> **Task details**: Your task is to restate exactly the lines from the one holding "Tag the otter body" to the end of the entries below, inclusive.

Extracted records
----

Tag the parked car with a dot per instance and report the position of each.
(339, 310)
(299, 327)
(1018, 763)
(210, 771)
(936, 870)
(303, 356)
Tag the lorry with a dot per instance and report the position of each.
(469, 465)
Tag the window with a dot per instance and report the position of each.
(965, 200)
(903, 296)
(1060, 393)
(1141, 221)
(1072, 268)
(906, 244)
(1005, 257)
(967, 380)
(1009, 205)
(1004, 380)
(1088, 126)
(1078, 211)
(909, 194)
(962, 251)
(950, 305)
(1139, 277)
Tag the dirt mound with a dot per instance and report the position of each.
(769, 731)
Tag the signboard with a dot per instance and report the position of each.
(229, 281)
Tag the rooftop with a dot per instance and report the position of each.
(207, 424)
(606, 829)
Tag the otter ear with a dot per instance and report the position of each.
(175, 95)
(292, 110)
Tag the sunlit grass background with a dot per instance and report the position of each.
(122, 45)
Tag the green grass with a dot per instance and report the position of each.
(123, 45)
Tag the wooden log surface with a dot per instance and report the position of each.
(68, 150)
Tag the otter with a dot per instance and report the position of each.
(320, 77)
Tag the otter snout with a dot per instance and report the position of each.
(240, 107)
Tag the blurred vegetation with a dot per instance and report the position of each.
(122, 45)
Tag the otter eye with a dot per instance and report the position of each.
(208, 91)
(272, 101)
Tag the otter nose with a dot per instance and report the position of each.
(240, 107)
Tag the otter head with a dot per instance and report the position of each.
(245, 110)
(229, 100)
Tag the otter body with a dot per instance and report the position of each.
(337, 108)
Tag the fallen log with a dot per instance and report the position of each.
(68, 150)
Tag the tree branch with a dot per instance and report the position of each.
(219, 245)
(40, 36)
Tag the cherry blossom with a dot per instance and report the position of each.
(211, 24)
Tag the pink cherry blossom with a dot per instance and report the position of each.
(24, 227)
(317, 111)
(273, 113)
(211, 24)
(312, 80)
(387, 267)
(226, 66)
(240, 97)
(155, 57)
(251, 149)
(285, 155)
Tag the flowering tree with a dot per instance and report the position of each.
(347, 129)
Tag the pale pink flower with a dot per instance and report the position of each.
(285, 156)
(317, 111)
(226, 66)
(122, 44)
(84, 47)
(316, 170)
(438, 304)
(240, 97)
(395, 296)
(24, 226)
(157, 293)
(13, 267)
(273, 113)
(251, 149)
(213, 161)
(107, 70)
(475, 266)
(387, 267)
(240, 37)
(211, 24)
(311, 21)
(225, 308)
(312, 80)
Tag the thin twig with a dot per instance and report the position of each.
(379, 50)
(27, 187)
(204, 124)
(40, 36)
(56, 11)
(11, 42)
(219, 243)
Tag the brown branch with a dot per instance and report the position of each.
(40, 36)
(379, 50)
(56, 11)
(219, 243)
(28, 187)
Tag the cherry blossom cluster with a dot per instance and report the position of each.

----

> **Response area**:
Tag the otter body with a dot per instance and report the position of each.
(337, 108)
Tag the fallen log with a dot per instance and report the position of each.
(68, 150)
Tag the tree branch with a dot per instance and report the position of each.
(219, 245)
(40, 36)
Tag the cherry blossom with a dot per instance and report the position of each.
(211, 24)
Tag the pink cherry blossom with a dot per instance and report the position of each.
(24, 227)
(317, 111)
(273, 113)
(211, 24)
(312, 80)
(387, 267)
(226, 66)
(240, 97)
(155, 57)
(251, 149)
(285, 155)
Tag the flowering tree with a dot per instance and report the position of each.
(347, 129)
Tag the pale pink flower with a dot per instance and report the position of each.
(285, 156)
(317, 111)
(226, 66)
(122, 44)
(84, 47)
(316, 170)
(438, 304)
(240, 97)
(395, 296)
(24, 226)
(157, 293)
(13, 267)
(273, 113)
(251, 149)
(213, 161)
(107, 70)
(475, 266)
(387, 267)
(240, 37)
(211, 24)
(311, 21)
(225, 308)
(312, 80)
Tag the thin twig with a dot per instance and report the position of each.
(379, 50)
(27, 187)
(204, 124)
(40, 36)
(56, 11)
(11, 42)
(219, 243)
Tag the brown branch with a dot per instance and report the position of each.
(40, 36)
(379, 50)
(56, 11)
(219, 243)
(28, 187)
Tag the cherry blossom cluster with a dot per instance and report the position of each.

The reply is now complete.